## Problem
Select all lines in the records that include "below".

Data extracted from a collection:
= Beginning of Section =

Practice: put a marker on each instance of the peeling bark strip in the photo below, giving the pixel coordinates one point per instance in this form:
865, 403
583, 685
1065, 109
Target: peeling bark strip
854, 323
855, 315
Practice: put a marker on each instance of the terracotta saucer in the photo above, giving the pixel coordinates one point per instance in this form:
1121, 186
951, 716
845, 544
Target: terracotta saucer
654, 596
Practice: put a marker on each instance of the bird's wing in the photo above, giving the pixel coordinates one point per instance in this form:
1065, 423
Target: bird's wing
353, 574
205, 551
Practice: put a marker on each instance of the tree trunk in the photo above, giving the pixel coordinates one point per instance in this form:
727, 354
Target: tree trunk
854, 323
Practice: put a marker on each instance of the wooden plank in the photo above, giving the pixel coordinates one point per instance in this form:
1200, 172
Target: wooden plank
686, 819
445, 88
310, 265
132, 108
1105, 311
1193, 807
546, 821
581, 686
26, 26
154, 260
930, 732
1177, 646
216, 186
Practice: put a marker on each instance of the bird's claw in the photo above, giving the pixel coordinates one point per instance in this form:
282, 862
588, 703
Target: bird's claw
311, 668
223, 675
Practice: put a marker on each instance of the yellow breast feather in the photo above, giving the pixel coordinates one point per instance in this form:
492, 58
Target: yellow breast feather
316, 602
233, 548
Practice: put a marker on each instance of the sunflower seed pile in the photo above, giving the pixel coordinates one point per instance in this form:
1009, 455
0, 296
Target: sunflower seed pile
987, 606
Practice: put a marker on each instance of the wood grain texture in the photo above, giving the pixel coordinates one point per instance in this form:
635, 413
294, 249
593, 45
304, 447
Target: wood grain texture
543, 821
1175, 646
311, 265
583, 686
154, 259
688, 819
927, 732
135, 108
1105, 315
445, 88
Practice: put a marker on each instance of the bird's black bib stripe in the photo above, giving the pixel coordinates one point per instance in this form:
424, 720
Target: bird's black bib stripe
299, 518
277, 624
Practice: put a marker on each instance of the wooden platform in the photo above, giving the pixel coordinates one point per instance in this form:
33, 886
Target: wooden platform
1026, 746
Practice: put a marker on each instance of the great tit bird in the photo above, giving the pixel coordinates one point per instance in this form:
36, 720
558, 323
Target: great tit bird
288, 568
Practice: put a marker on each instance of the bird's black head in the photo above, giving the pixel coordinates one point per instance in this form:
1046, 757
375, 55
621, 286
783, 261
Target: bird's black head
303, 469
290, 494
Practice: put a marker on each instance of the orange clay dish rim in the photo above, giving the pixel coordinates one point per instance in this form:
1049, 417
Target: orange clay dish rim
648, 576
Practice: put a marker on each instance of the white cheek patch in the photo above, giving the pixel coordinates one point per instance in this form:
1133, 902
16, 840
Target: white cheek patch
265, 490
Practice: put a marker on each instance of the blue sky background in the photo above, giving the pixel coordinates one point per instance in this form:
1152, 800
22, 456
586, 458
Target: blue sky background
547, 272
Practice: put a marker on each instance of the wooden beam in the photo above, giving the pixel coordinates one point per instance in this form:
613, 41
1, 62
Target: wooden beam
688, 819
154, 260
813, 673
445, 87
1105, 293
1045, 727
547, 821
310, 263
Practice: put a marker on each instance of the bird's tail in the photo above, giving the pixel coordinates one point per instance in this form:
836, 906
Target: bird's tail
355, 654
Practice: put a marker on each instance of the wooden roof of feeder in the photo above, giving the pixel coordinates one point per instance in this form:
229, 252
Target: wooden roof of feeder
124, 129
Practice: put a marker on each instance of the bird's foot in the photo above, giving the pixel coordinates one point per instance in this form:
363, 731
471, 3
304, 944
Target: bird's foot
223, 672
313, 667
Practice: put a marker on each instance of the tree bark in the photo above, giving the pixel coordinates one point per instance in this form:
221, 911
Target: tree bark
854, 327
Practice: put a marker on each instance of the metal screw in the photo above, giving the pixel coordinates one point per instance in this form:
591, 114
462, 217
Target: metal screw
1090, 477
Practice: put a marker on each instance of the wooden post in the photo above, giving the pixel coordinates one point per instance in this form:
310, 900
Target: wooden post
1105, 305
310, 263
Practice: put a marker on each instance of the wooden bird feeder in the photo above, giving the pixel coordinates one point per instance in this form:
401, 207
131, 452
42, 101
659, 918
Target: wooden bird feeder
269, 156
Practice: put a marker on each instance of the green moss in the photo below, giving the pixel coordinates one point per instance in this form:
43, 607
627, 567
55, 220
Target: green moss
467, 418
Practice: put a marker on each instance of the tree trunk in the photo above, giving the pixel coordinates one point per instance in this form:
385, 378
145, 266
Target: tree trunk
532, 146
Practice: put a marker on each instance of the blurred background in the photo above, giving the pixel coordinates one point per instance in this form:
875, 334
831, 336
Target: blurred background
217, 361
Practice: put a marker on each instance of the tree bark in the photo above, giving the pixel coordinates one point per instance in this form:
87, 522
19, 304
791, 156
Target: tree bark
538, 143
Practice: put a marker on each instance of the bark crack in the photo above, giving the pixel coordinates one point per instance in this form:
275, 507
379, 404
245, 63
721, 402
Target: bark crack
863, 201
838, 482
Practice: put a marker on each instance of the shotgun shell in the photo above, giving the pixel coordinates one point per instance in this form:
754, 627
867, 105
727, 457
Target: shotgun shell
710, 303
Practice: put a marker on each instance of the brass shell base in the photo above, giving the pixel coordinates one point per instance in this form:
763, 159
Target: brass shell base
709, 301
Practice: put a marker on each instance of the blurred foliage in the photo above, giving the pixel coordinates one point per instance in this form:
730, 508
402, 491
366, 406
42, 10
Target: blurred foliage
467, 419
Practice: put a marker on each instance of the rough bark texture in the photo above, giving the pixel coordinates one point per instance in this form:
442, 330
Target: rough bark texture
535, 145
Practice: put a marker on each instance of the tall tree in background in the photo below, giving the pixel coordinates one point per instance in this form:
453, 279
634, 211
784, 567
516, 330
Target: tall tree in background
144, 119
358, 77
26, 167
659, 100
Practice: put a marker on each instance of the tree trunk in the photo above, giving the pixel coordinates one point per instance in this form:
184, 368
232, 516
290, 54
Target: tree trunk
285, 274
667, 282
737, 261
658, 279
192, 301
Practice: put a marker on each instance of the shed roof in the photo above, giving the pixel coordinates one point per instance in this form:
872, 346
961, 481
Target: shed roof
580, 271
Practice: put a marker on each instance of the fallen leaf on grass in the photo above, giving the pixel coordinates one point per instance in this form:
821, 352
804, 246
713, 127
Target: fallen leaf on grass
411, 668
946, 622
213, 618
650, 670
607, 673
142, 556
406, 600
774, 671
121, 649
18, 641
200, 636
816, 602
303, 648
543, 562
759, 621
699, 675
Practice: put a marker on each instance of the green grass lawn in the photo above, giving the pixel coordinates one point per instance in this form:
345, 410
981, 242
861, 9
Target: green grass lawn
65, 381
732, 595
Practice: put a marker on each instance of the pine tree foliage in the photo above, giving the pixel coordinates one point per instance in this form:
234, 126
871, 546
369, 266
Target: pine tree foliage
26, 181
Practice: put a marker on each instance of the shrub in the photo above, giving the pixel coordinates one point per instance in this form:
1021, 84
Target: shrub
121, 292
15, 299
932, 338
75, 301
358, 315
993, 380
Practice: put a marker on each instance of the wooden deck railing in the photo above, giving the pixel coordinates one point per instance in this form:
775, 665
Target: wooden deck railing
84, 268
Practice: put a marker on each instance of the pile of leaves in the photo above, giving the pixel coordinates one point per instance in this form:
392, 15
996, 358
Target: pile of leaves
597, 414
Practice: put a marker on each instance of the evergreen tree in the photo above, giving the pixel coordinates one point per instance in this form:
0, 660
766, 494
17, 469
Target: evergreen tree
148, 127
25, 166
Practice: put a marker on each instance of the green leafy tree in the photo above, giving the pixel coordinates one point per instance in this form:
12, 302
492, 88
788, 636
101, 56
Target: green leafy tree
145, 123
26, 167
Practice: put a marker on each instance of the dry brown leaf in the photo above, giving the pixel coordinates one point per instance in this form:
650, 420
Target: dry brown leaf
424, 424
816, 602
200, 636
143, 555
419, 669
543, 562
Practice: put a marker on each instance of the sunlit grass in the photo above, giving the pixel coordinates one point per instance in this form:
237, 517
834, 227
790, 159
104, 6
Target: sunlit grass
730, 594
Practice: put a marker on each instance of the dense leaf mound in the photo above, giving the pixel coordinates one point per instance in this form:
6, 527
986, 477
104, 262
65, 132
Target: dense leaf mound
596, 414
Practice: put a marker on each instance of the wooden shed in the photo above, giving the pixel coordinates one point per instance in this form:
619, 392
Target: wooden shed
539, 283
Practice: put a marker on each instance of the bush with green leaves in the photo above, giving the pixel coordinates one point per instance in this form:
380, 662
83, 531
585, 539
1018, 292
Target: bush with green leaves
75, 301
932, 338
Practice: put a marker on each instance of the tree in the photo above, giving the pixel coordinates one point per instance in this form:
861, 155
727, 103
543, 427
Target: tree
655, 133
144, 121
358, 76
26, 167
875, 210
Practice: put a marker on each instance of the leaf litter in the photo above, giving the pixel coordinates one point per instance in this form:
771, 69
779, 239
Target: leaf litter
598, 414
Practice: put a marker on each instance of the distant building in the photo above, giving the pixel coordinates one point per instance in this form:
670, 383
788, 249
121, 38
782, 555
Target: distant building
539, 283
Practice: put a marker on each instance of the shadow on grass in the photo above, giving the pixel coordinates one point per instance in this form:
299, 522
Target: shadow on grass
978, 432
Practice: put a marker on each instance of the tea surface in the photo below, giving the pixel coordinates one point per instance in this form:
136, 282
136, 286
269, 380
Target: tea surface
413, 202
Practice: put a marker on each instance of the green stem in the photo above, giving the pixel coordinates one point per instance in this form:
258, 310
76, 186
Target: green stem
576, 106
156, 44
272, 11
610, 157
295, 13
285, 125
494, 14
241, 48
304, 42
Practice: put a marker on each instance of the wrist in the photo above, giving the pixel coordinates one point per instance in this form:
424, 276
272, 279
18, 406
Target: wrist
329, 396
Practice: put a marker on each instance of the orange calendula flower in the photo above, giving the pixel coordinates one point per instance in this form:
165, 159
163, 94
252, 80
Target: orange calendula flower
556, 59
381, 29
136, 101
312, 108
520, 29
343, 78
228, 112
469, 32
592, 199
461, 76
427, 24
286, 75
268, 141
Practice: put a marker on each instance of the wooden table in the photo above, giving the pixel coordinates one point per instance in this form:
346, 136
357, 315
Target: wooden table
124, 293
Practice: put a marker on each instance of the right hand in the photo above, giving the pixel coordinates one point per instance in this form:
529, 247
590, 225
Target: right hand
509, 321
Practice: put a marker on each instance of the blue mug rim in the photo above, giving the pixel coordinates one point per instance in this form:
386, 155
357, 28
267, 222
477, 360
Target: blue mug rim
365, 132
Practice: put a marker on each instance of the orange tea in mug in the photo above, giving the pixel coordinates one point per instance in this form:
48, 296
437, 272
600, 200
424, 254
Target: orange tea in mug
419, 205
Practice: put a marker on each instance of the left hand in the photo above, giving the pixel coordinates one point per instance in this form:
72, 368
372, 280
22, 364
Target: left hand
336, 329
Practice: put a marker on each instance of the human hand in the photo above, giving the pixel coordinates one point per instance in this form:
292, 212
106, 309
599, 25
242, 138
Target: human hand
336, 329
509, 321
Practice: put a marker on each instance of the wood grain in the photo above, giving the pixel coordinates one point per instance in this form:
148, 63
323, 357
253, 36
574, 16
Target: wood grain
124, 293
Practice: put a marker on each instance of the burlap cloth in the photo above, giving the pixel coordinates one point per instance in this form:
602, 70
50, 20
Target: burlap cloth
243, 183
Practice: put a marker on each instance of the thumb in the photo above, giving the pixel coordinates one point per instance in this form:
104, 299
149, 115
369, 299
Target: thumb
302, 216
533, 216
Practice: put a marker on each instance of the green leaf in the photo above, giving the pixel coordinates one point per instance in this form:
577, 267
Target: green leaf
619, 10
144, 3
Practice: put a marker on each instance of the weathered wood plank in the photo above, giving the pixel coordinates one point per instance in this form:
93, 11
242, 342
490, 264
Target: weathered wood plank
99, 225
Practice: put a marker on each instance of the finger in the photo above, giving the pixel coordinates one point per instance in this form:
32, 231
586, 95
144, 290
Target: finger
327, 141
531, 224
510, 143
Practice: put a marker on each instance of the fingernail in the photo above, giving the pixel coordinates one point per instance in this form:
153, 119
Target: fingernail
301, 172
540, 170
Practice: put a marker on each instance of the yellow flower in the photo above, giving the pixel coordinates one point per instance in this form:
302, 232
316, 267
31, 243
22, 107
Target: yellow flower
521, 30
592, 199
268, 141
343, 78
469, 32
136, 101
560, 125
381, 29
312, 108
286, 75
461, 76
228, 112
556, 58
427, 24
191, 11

= End of Section =

## Exercise output
Practice: put a marker on each instance of the peeling bark strip in the photo below, giving the pixel coordinates one point per instance in this form:
Practice: put a marker on each instance of the green moss in the photo below, giving the pixel coordinates one point per instance in this form:
Practice: put a marker on each instance of the tall tree in background in the photo below, giving the pixel coordinates one point per instance in this form:
Practice: put a marker on each instance of the tea surface in the photo below, giving the pixel coordinates one point per instance in this form:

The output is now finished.